◆ Data supplied
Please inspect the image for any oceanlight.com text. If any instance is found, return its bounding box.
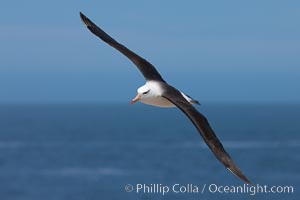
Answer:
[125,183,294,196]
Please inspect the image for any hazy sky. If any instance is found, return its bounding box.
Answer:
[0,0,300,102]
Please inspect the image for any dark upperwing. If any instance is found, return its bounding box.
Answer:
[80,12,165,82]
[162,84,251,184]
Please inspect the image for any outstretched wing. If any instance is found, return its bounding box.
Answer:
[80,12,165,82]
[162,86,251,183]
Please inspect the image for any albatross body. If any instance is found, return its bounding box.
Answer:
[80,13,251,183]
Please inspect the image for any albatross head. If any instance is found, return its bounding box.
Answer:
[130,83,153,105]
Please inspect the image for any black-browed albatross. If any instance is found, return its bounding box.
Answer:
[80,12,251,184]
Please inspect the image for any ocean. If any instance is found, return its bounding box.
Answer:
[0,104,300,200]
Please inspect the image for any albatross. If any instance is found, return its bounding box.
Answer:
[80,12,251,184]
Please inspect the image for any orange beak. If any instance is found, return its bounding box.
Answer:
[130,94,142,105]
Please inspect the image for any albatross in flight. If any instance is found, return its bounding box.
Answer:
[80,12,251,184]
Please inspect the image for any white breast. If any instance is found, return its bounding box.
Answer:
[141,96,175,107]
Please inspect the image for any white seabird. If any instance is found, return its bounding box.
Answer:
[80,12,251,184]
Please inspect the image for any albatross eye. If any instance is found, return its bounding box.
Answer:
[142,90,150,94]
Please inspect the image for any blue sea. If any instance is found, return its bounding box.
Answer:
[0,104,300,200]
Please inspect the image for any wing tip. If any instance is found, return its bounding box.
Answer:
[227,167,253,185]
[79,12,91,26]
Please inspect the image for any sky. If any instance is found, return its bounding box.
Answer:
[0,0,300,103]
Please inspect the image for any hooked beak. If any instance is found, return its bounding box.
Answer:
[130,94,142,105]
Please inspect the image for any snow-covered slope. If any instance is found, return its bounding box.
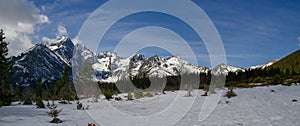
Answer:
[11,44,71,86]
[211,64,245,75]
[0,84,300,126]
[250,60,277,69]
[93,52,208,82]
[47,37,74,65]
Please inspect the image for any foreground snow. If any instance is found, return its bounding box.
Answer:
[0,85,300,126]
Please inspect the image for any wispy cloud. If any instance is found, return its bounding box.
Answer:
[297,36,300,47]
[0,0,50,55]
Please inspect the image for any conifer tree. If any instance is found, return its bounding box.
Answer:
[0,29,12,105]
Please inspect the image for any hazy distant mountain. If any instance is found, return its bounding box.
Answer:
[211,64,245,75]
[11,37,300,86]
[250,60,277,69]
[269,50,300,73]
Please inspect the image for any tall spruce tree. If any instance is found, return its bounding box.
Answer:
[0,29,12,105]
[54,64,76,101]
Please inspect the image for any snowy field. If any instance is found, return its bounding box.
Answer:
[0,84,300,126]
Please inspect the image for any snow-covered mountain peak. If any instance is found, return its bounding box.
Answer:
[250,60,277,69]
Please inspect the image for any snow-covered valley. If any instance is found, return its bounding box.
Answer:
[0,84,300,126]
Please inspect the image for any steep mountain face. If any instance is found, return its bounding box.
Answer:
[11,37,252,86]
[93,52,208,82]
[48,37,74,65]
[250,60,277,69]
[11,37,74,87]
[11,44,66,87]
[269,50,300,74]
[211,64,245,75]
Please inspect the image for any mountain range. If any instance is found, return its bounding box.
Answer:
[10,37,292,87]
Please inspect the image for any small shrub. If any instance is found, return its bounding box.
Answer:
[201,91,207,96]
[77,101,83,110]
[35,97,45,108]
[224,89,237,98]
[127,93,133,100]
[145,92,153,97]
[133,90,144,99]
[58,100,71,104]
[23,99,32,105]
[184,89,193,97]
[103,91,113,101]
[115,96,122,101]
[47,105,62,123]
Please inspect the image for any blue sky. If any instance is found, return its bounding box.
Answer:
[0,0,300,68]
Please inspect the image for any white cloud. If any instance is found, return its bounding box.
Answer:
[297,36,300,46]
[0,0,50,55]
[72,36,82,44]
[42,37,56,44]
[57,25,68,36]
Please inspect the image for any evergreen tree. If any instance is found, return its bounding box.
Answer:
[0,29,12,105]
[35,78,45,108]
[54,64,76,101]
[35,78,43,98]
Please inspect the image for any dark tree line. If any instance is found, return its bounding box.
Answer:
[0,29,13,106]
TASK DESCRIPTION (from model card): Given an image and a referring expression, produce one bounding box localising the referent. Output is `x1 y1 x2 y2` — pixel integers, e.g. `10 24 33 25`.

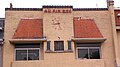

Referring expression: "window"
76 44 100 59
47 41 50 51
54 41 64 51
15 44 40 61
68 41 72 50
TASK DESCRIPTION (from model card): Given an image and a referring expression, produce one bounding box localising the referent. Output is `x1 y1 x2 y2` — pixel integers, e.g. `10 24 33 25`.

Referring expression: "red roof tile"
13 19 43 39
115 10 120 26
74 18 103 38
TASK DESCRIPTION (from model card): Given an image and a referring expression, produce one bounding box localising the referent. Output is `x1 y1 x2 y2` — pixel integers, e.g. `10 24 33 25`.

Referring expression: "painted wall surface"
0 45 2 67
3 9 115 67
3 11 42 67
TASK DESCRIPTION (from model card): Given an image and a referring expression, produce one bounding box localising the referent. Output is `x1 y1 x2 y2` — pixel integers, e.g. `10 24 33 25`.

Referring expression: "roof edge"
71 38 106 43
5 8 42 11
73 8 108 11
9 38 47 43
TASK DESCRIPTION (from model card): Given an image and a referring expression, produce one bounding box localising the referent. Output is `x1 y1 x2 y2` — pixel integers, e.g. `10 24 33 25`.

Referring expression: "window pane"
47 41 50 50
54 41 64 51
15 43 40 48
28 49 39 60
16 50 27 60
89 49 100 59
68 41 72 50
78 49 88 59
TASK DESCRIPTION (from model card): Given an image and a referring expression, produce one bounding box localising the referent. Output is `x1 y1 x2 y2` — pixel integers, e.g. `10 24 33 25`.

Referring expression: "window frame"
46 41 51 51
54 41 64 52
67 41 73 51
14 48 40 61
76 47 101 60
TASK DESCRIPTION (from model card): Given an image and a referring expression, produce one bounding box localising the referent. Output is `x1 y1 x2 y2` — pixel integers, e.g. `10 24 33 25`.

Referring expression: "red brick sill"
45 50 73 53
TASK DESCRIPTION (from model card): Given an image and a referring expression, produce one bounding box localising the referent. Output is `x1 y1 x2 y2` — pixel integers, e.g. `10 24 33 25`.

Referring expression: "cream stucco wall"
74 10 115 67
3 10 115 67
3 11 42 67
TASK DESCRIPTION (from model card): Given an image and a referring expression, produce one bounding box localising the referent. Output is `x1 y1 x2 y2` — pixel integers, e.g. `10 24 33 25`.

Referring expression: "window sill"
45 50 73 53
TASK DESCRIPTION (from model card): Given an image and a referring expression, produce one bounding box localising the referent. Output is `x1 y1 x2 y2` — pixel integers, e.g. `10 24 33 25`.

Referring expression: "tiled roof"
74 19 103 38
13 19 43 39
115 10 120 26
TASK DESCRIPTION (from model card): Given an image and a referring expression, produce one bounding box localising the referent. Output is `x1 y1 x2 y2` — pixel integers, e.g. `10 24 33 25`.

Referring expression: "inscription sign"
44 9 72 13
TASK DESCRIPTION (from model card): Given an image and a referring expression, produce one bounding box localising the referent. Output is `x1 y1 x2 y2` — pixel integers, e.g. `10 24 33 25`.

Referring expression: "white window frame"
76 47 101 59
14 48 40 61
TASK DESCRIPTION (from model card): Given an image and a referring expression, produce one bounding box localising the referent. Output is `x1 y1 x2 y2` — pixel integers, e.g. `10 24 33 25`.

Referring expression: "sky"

◆ Task directions
Set the listing down in full and exactly. Pictures within it should not appear in the copy.

◆ Output for this exercise
Please inspect the image for any oceanlight.com text. If any instance is found, return its bounding box.
Answer:
[125,183,294,196]
Please inspect the image for any hazy sky. If any instance is found, return its bounding box.
Answer:
[0,0,300,102]
Please inspect the image for any dark upperwing. If any instance is found, return its bounding box.
Answer:
[80,12,165,82]
[162,84,251,184]
Please inspect the image for any outstretched wing. If any instance is found, return its bounding box.
Answer:
[80,12,165,82]
[162,86,251,183]
Please inspect the image for any albatross body. If any instance is found, return its bounding box.
Answer:
[80,13,251,183]
Please inspect the image for any albatross head. If any instance is found, return its bounding box.
Answer:
[130,83,153,105]
Please inspect the image for any black-browed albatross. If any instance is found, return its bounding box.
Answer:
[80,12,251,184]
Please inspect the image for any ocean. If any instance is found, return its bounding box.
Answer:
[0,104,300,200]
Please inspect the image for any albatross. If any instance is found, return its bounding box.
Answer:
[80,12,251,184]
Please inspect the image for any orange beak. If any instance is found, return its bounding box.
Answer:
[130,94,142,105]
Please inspect the image for any albatross in flight. If any instance is found, return its bounding box.
Answer:
[80,12,251,184]
Please inspect the image for any white breast. If any instance is found, return its bounding box.
Answer:
[141,96,175,107]
Please inspect the image for any white seabird. If any instance is found, return its bounding box.
Answer:
[80,12,251,184]
Please inspect the image for any albatross eye. If any instance is found, return its bounding box.
Answer:
[142,90,150,94]
Please inspect the image for any blue sea. If any instance is found, return its bounding box.
Answer:
[0,104,300,200]
Please inspect the image for any wing tip. If any instance is found, return its bounding box.
Answer:
[227,167,253,185]
[79,12,91,26]
Please inspect the image for any sky. If any instance is found, return its bounding box.
Answer:
[0,0,300,103]
Please inspect the image for any hooked beak. If any instance is found, return its bounding box.
Answer:
[130,94,142,105]
Please inspect the image for any snow-covered slope. If any instance is found, return its bounding box.
Answer:
[11,44,71,86]
[211,64,245,75]
[0,84,300,126]
[250,60,277,69]
[93,52,208,82]
[47,37,74,65]
Please inspect the image for any foreground snow. If any instance is found, return its bounding box.
Answer:
[0,85,300,126]
Please inspect the image for any wispy cloud. If any instance is found, return its bounding box.
Answer:
[297,36,300,47]
[0,0,50,55]
Please inspect the image for any conifer tree. If any instance is found, return its bounding box.
Answer:
[0,29,12,105]
Please inspect the image for any hazy distant mountain. If any instance is found, return its bounding box.
Answer:
[211,64,245,75]
[11,37,300,86]
[250,60,277,69]
[269,50,300,73]
Please inspect the image for any tall spruce tree. If any instance is found, return its bounding box.
Answer:
[0,29,12,105]
[54,64,76,101]
Please inspect the image for any snowy field. If any instance is found, return its bounding box.
Answer:
[0,84,300,126]
Please inspect the image for any snow-covered mountain peak. If any instance is found, return its bounding box.
Answer:
[250,60,277,69]
Please inspect the image for any snow-covered valley. If any instance is found, return its bounding box.
Answer:
[0,84,300,126]
Please inspect the image for any steep mountain face. If any instance is found, return its bounding box.
Answer:
[11,37,252,86]
[93,52,208,82]
[48,37,74,65]
[250,60,277,69]
[11,37,74,87]
[11,44,66,87]
[269,50,300,74]
[211,64,245,75]
Please inspect the image for any mountain range. If any instance is found, return its bounding box.
Answer:
[10,37,292,87]
Please inspect the image for any small shrub. If any instance is found, return its bounding box.
Answer:
[201,91,207,96]
[77,101,83,110]
[35,97,45,108]
[224,89,237,98]
[127,93,133,100]
[145,92,153,97]
[133,90,144,99]
[58,100,71,104]
[23,99,32,105]
[184,89,193,97]
[103,91,113,101]
[115,96,122,101]
[47,105,62,123]
Please inspect the image for any blue sky. If any instance is found, return its bounding box.
Answer:
[0,0,300,68]
Please inspect the image for any white cloud. If any instance is found, return its bounding box.
Answer:
[297,36,300,46]
[0,0,50,55]
[72,36,82,44]
[42,37,56,44]
[57,25,68,36]
Please inspect the image for any evergreen tree. If any instance is found, return its bounding box.
Answer:
[0,29,12,105]
[35,78,45,108]
[54,64,76,101]
[35,78,43,98]
Please inspect the image for any dark tree line. If any instance is found, return its bounding box.
Answer:
[0,29,13,106]
TASK DESCRIPTION (from model card): Given an image and a referring expression, produce one bounding box localising the referent. Output is `x1 y1 x2 y2` — pixel integers, e.g. `10 24 33 25`.


Referring expression: "window"
76 44 100 59
47 41 50 51
54 41 64 51
15 44 40 61
68 41 72 50
TASK DESCRIPTION (from model card): Given an image and a referring expression, produce one bounding box localising the referent. Output is `x1 y1 x2 y2` — pixel integers, e.g. `10 24 33 25`.

Referring expression: "red roof tile"
13 19 43 39
115 10 120 26
74 18 103 38
TASK DESCRIPTION (from model card): Given an image and a referring expression, produce one bounding box localising the referent. Output is `x1 y1 x2 y2` — pixel integers, e.g. `10 24 33 25`.

Referring expression: "painted wall surface"
0 45 2 67
3 9 115 67
3 11 42 67
TASK DESCRIPTION (from model card): Given an image and a referring expression, produce one bounding box localising the referent. Output is `x1 y1 x2 y2` — pixel integers, e.g. `10 24 33 25`.

Referring expression: "roof edge"
71 38 106 43
5 8 42 11
73 8 108 11
9 38 47 43
TASK DESCRIPTION (from model card): Given an image and a referring expression, produce one bounding box localising the referent. Output is `x1 y1 x2 y2` — pixel integers, e.g. `10 24 33 25`.

Referring expression: "window pane"
47 41 50 50
54 41 64 51
15 43 40 48
28 49 39 60
16 50 27 60
89 49 100 59
68 41 72 50
78 49 88 59
TASK DESCRIPTION (from model card): Given an image and a referring expression, produce one bounding box localising the referent. Output is `x1 y1 x2 y2` — pixel integers, e.g. `10 24 33 25`.

Referring expression: "window frame"
46 41 51 51
54 41 64 52
67 41 73 51
14 48 40 61
76 47 101 60
TASK DESCRIPTION (from model card): Given an image and a referring expression, produce one bounding box localising the referent. Output is `x1 y1 x2 y2` — pixel integers, e.g. `10 24 33 25`.

Referring expression: "red brick sill"
45 50 73 53
TASK DESCRIPTION (from model card): Given an image and a referring expression, produce one bounding box localising the referent. Output is `x1 y1 x2 y2` — pixel integers, e.g. `10 24 33 25`.

Referring expression: "cream stucco wall"
74 10 115 67
3 10 115 67
3 11 42 67
TASK DESCRIPTION (from model card): Given an image and a referring expression, produce one bounding box localising the referent. Output is `x1 y1 x2 y2` — pixel integers, e.g. `10 24 33 25`.

Referring expression: "window sill"
45 50 73 53
TASK DESCRIPTION (from model card): Given an image and a referring expression, produce one bounding box localising the referent. Output is `x1 y1 x2 y2` — pixel integers, e.g. `10 24 33 25`.

Referring expression: "tiled roof"
74 19 103 38
13 19 43 39
115 10 120 26
TASK DESCRIPTION (from model card): Given an image and a referring expression, produce one bounding box localising the referent. Output is `x1 y1 x2 y2` — pixel integers, e.g. `10 24 33 25`.

Referring expression: "inscription sign"
44 9 72 13
TASK DESCRIPTION (from model card): Given an image and a referring expression, produce one bounding box localising the referent. Output is `x1 y1 x2 y2` — pixel integers, e.g. `10 24 33 25`.

Referring expression: "white window frame"
76 47 101 59
14 48 40 61
TASK DESCRIPTION (from model card): Given an image and a referring expression, produce one bounding box localising the referent. Output is `x1 y1 x2 y2` — pixel integers, e.g. `10 24 33 25`.

Referring expression: "sky"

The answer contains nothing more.